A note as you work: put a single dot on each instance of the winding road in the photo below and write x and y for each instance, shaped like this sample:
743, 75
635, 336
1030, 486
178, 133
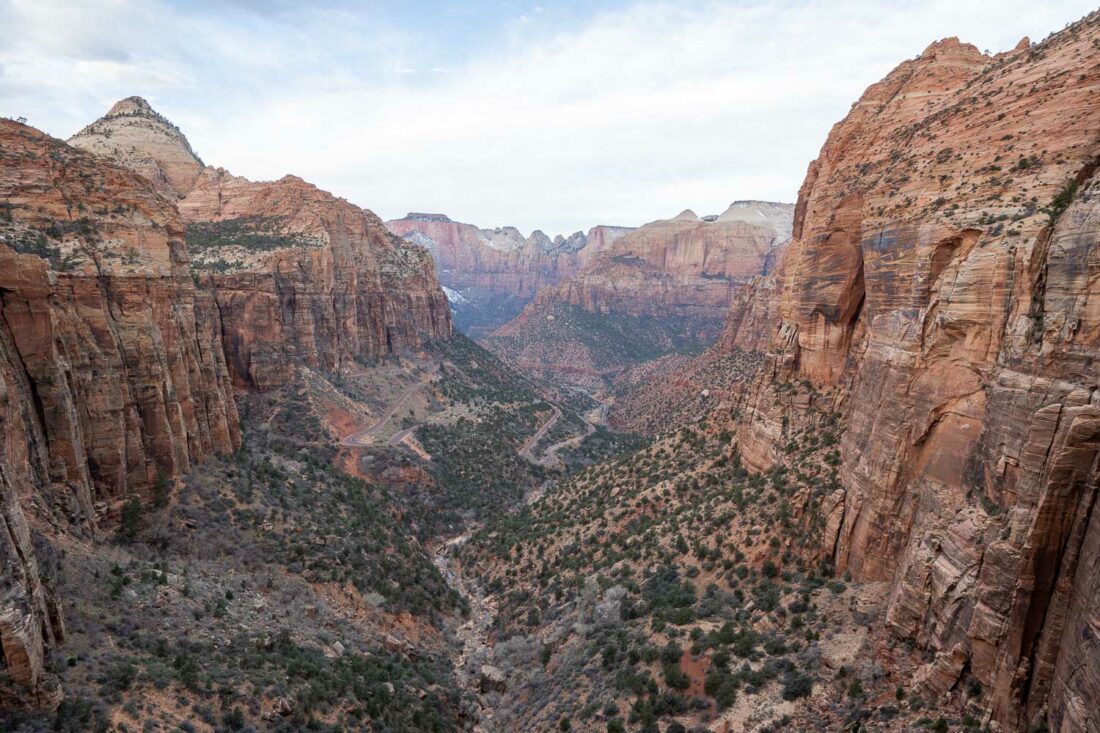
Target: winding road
363, 437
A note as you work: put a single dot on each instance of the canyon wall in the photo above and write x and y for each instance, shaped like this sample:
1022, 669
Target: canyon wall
942, 292
298, 275
304, 277
661, 288
125, 327
111, 369
502, 260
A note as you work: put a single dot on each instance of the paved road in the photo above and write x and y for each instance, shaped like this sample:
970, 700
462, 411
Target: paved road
530, 442
363, 437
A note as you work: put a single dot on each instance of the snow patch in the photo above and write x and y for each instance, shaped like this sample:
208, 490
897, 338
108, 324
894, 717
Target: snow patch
454, 297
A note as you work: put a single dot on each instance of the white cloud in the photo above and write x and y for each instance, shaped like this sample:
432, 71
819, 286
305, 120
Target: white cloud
625, 116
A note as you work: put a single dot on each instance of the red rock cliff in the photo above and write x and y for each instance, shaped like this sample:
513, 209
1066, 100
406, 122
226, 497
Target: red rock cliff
502, 260
299, 276
111, 370
683, 267
941, 291
326, 284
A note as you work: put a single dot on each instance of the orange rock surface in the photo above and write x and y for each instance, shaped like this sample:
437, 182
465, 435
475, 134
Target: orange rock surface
502, 260
941, 291
111, 368
325, 285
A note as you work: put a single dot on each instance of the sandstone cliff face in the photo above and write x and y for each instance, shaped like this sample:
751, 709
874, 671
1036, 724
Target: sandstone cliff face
139, 139
663, 287
111, 370
941, 290
298, 275
501, 260
685, 266
323, 284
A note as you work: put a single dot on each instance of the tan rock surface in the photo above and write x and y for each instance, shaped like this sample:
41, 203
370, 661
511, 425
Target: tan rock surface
501, 260
339, 287
110, 367
136, 138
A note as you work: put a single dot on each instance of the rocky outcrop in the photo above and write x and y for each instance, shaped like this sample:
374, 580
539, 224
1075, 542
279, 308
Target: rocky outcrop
941, 291
684, 266
663, 287
304, 277
501, 260
111, 369
136, 138
298, 276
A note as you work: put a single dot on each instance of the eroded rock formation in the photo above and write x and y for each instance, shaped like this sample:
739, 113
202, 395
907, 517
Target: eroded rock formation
145, 142
111, 369
322, 282
941, 291
298, 275
663, 287
502, 260
684, 266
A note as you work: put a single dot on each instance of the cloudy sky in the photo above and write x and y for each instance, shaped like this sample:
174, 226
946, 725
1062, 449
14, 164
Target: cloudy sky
547, 115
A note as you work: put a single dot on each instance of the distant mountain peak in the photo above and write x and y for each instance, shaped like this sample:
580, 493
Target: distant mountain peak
141, 139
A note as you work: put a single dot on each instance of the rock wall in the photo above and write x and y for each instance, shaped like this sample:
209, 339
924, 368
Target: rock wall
111, 370
297, 275
144, 142
682, 267
502, 260
941, 291
334, 287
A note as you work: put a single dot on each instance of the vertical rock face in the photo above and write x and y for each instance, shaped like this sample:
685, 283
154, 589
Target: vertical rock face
684, 266
297, 275
110, 369
663, 287
501, 260
941, 288
304, 277
143, 141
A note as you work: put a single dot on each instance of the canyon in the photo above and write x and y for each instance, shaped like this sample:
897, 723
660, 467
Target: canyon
824, 466
495, 272
938, 292
663, 287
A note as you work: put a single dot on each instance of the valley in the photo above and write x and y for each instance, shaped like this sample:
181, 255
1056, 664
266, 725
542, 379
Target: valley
273, 463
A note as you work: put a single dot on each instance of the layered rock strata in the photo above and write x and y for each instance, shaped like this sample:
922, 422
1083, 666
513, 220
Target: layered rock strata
299, 276
502, 260
111, 369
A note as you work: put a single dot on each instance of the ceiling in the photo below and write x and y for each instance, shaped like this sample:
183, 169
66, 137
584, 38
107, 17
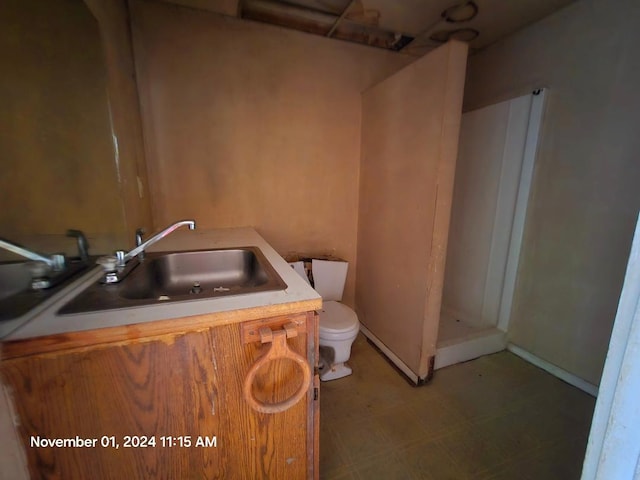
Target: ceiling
409, 26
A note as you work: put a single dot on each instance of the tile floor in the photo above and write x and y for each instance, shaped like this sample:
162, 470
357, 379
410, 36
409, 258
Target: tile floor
496, 417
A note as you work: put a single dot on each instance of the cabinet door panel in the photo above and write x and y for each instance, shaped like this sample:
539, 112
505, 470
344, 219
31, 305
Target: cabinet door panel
176, 389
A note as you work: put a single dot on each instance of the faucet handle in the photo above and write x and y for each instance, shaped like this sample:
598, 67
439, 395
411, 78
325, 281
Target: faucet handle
83, 243
139, 233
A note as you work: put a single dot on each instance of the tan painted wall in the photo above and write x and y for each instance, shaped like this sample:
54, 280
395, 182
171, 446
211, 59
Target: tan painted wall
124, 103
57, 155
409, 146
585, 194
247, 124
67, 88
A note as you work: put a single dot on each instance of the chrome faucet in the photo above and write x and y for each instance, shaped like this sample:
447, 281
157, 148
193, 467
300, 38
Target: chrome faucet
83, 244
117, 267
122, 257
55, 262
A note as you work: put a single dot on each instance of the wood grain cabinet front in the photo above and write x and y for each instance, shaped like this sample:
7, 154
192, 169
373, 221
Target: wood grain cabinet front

----------------

REQUIREMENT » The required output is a copy of each line in the records where the string "wood" occurs.

YOUR RESPONSE »
A note as you work: put a single dot on each instance of the wood grain cabinet front in the photo above and write x and y for each instance, shaped like this sample:
Target: wood grain cabinet front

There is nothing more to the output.